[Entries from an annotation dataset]
+ + +
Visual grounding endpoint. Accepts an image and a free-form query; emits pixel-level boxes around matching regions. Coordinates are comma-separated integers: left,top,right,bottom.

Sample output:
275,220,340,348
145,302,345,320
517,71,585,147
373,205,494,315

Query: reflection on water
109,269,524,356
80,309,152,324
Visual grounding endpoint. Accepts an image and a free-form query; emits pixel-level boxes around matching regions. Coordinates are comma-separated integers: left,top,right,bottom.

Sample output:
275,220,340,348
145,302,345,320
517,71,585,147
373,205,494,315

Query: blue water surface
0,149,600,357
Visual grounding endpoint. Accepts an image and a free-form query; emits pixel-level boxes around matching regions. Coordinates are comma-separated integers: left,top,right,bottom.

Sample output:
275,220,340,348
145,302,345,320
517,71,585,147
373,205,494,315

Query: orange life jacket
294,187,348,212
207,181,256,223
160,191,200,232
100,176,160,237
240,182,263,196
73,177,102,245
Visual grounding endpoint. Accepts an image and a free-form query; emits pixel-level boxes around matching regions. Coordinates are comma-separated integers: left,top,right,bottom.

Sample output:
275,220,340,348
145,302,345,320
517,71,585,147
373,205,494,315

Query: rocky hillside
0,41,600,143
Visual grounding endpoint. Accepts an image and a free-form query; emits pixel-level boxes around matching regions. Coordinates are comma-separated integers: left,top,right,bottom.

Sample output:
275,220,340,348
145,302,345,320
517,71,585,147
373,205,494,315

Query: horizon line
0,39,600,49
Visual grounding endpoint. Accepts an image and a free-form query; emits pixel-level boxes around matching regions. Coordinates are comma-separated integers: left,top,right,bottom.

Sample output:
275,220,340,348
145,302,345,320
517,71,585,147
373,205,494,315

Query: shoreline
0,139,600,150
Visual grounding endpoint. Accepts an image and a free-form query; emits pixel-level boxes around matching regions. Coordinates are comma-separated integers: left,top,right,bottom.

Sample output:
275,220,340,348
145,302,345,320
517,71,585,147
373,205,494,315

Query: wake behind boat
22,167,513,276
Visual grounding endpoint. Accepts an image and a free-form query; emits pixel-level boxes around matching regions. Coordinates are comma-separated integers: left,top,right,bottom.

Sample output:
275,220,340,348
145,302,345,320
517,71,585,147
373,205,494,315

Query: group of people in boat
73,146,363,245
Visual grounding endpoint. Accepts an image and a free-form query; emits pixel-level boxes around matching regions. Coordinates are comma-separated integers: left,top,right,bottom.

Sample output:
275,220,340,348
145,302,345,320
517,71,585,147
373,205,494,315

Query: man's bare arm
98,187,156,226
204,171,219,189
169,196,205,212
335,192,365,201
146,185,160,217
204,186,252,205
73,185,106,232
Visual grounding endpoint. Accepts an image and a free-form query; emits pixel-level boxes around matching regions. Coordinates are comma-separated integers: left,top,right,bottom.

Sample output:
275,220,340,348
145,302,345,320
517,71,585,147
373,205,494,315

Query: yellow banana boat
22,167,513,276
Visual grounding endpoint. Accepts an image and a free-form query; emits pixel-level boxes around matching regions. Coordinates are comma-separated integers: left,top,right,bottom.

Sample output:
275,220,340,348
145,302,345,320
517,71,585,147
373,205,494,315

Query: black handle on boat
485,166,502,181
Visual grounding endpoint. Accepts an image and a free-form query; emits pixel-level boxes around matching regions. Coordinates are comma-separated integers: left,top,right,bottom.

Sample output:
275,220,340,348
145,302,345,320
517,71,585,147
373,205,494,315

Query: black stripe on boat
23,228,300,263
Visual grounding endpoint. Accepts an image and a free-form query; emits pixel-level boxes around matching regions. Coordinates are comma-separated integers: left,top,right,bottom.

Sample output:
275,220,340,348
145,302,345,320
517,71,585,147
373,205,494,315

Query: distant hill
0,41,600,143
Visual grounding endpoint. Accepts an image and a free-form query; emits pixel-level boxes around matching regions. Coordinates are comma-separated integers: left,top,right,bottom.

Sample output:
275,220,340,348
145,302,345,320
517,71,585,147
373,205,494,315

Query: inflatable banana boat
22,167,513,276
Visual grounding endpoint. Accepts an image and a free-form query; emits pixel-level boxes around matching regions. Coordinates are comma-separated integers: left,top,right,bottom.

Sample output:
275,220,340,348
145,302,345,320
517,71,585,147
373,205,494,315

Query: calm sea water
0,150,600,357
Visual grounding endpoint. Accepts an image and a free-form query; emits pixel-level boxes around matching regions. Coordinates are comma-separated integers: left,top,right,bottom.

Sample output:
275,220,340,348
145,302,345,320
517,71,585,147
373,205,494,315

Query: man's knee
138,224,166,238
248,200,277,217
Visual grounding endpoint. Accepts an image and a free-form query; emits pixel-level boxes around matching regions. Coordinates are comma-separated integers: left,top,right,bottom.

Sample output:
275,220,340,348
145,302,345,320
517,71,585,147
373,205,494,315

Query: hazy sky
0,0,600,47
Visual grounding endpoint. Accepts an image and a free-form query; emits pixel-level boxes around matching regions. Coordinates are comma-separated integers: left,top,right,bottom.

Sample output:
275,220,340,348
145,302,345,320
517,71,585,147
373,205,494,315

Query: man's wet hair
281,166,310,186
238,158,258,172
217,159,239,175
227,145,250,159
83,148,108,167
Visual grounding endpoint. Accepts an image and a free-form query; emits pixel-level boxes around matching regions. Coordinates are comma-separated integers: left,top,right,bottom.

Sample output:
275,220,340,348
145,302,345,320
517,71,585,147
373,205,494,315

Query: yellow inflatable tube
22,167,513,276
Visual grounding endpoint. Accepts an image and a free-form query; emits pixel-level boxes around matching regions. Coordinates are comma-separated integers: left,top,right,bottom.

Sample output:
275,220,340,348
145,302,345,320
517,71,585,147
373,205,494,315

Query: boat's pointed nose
+ + +
Task
Reproduce the rows above, starting with the first line of the rows and going on through the line with "0,149,600,357", and keep the requests unchanged. Shift every bounding box coordinate in the answers by adding 24 to each number.

Output below
Visual grounding endpoint. Accepts an image and a free-form query; emits pixel-level boxes around matching regions. Coordinates are comma-separated integers: left,top,right,bottom.

Sample output:
275,220,340,348
145,302,345,320
517,71,585,147
373,205,494,315

Query: reflection on water
133,293,548,380
104,333,176,348
Visual grounding endpoint. Accepts an image and a free-form query; emits pixel-level boxes around matching regions. Coordinates are comma-separated integers: left,top,right,bottom.

Sample output:
275,220,340,348
145,302,345,320
517,71,585,147
373,205,494,315

Query: blue water surface
24,173,624,381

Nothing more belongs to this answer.